Passage to read
━━━━━━━━
Punjab's wheat worries.

The Punjab wheat worries have a bad habit of not only renewing themselves periodically but getting complex as well. With the early release of official wheat eating up to 20 per cent of stock even when the historical start time of release season is still more than a month away, it is time for the government to recalculate its earlier calculated risks and also assess emerging ones. The Food Department is doing exactly that.

Its earlier calculations were: Punjab had procured 4.5 million tonnes of wheat this year, with a carry-over of 700,000 tonnes - thus arriving at a total of 5.2m tonnes. It added 1m tonnes to its earlier target of 3.5m tonnes as additional security for the year at a time when imports are expected to be costly, as well as with procedural hiccups because of the war in the Black Sea region that meets 80pc of Pakistan's requirements. So, a million tonnes addition was made as insurance for the year.

Its yearly calculations concluded that it needs 6m tonnes to safely sail through the season, thus facing a deficit of 0.8m tonnes for which it placed a demand for a million-tonne share of imported wheat.

Before that, Punjab tried to convince the Pakistan Agriculture Services and Storage Corporation (Passco) to sell one million tonnes of its local stocks: it thought that the local supply would not have quality issues like the imported commodity and would also be time- and cost-effective. The latest agreement, as revealed by the Food Department officials, is that Passco will provide half a million tonnes of imported and half local wheat.
━━━━━━━━
Data section
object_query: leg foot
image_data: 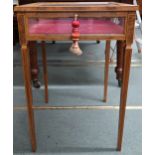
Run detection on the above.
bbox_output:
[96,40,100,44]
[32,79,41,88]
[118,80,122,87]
━━━━━━━━
Given problem 1
Rewrite the part of the Punjab wheat article starting at "Its yearly calculations" and ending at "half local wheat.", putting "domestic stocks" in place of "local stocks".
Given problem 2
In the article on Punjab's wheat worries, what share of Pakistan's requirements is met by the Black Sea region?

Response 1
Its yearly calculations concluded that it needs 6m tonnes to safely sail through the season, thus facing a deficit of 0.8m tonnes for which it placed a demand for a million-tonne share of imported wheat.

Before that, Punjab tried to convince the Pakistan Agriculture Services and Storage Corporation (Passco) to sell one million tonnes of its domestic stocks: it thought that the local supply would not have quality issues like the imported commodity and would also be time- and cost-effective. The latest agreement, as revealed by the Food Department officials, is that Passco will provide half a million tonnes of imported and half local wheat.

Response 2
80 percent.